EXTRAIT CHOISI -

Vous n'êtes pas au bout: certains docteurs dont le nombre est assez grand pour faire secte, se séparent consciencieusement de l'Église mère, parce que celle-ci renferme aujourd'hui d'impies novateurs qui permettent aux popes de donner la bénédiction sacerdotale avec trois doigts de la main, tandis que la vraie tradition veut que l'index et le doigt du milieu soient seuls chargés du soin de répandre les grâces du ciel sur les fidèles.

Telles sont les questions agitées aujourd'hui dans l'Église gréco-russe, et ne croyez pas qu'elles y passent pour puériles: elles enflamment les passions, provoquent l'hérésie et décident du sort des populations dans ce monde et dans l'autre. Si je connaissais mieux le pays, je recueillerais pour vous bien d'autres documents. Revenons à nos hôtes.

Les grands seigneurs russes me paraissent plus aimables en province qu'à la cour.

La femme du gouverneur d'Yaroslaf a, dans ce moment, toute sa famille réunie chez elle; plusieurs de ses sœurs avec leurs maris et leurs enfants sont logées dans sa maison: elle admet à sa table les principaux employés de son mari qui sont des habitants de la ville; enfin son fils (celui qui est venu me chercher en voiture), est encore d'âge à avoir un gouverneur: aussi au dîner de famille étions-nous vingt personnes à table.

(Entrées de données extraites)
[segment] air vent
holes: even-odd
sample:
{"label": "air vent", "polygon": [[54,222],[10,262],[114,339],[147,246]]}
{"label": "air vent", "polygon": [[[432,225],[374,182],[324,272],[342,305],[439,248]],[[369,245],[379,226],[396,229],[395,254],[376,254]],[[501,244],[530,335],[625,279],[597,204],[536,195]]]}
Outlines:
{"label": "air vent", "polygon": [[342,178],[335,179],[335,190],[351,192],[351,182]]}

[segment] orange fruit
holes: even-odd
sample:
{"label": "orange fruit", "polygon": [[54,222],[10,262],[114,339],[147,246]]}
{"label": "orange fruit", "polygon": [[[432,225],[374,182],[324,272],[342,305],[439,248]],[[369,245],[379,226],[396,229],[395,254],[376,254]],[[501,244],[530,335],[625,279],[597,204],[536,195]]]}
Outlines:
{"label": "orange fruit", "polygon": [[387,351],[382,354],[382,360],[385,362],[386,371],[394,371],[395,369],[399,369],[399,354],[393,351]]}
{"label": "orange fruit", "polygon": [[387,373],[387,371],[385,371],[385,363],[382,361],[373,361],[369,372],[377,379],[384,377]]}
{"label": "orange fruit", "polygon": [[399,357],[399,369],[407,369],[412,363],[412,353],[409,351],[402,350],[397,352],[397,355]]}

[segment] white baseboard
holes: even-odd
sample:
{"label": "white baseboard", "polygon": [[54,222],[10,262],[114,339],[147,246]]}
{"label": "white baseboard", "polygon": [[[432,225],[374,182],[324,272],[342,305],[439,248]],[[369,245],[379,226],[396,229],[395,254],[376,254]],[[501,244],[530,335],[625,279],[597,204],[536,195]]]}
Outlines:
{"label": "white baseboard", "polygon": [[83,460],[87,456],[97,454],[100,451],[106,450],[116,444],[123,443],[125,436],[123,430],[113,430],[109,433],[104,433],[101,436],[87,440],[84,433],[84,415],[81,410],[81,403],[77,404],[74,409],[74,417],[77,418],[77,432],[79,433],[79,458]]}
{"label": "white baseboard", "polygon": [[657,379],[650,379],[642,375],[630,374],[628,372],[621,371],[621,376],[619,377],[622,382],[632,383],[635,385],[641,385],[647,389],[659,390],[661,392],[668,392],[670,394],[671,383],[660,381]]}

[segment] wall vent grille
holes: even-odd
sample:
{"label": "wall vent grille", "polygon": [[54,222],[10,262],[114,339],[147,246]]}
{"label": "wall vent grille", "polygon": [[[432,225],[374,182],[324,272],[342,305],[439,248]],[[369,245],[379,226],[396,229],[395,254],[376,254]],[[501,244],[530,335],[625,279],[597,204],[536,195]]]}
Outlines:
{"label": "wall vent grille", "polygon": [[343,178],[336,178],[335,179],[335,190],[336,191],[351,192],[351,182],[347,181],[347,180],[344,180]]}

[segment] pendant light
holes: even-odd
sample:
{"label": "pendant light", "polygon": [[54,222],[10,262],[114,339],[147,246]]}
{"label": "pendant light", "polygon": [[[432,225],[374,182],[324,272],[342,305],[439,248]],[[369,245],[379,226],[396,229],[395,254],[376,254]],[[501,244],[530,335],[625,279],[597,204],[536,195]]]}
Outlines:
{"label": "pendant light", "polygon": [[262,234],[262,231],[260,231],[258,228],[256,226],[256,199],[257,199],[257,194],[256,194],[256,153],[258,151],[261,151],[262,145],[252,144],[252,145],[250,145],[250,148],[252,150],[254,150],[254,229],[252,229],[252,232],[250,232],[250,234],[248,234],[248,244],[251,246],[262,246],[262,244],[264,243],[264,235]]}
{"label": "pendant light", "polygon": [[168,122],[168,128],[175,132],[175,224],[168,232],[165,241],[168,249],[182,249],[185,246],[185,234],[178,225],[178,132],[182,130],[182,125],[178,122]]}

VOS CONSIGNES -
Recopiez le passage de l'extrait choisi qui commence par les mots « Telles sont les » et s'arrête après « à nos hôtes. », en changeant « pays » en « empire ».

RÉSULTAT OBTENU -
Telles sont les questions agitées aujourd'hui dans l'Église gréco-russe, et ne croyez pas qu'elles y passent pour puériles: elles enflamment les passions, provoquent l'hérésie et décident du sort des populations dans ce monde et dans l'autre. Si je connaissais mieux le empire, je recueillerais pour vous bien d'autres documents. Revenons à nos hôtes.